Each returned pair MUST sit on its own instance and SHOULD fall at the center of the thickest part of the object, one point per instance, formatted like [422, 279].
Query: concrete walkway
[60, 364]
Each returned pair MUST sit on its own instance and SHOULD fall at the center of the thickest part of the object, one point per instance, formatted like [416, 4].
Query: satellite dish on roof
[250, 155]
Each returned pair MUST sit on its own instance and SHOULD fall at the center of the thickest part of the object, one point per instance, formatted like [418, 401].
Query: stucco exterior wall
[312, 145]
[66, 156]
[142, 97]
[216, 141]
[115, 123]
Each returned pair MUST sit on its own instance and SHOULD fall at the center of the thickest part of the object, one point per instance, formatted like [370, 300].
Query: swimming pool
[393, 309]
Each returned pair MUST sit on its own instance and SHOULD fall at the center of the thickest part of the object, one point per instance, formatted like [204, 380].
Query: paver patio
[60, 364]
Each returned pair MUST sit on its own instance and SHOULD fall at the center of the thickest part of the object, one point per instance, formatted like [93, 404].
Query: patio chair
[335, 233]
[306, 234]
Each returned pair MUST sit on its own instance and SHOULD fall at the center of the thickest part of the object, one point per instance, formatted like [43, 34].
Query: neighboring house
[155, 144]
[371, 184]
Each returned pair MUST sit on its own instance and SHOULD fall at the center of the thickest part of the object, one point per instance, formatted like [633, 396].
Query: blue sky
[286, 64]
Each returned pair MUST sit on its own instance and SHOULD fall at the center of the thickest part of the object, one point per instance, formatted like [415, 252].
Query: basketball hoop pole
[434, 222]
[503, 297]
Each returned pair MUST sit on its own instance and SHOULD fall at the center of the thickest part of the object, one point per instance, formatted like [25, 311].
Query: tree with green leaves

● ● ● ● ● ● ●

- _ASSIGNMENT_: Each record above should be returned exactly as it appears.

- _RESPONSE FOR THIS EXERCISE_:
Each returned pair MUST sit on its own instance and SHOULD fall at the center of the thickest part of the object, one point per instance, formatted like [422, 279].
Query: concrete walkway
[60, 364]
Each returned pair MUST sit on its own instance and SHOULD fall at the center of the thickest part of the object, one point per instance, formatted like [416, 4].
Query: satellite dish on roof
[250, 155]
Each returned pair MUST sit on its own instance and SHOULD fall at the center of the thickest part of the object, one point per instance, formatted like [418, 401].
Query: stucco exterior wall
[312, 145]
[66, 156]
[142, 97]
[216, 141]
[115, 123]
Each returned pair MUST sit on its own instance and SHOULD fall at the center of the thickest part of the object, one point per instance, formatted like [370, 300].
Query: swimming pool
[393, 309]
Each returned pair MUST sit on its own instance and SHOULD fall at the center of the thickest part of the object, one point per instance, formatted like [204, 380].
Query: paver patio
[60, 364]
Each returned pair MUST sit on its own instance and SHOULD fall at the center of the thickest part of the object, one point per instance, formatted like [93, 404].
Query: patio chair
[335, 233]
[306, 234]
Each returned pair MUST sit on its own instance and SHOULD fall at the center of the thickest part of the object, one point per instance, formatted like [43, 34].
Query: neighboring house
[155, 144]
[371, 184]
Each returned pair MUST sit on its own instance and SHOULD fall at the center of the thickest part of the object, one point per instance, formatted like [633, 396].
Query: blue sky
[286, 64]
Each returned pair MUST sit on its own instance and SHOULD fall at the center of the thickest part of the object, one point per instance, formatted like [415, 252].
Query: basketball hoop pole
[434, 222]
[503, 297]
Each returned pair MUST sit on its own instance and SHOULD fall at the center of the thickest part of the object, one point per instance, formatted like [25, 311].
Query: tree with green leaves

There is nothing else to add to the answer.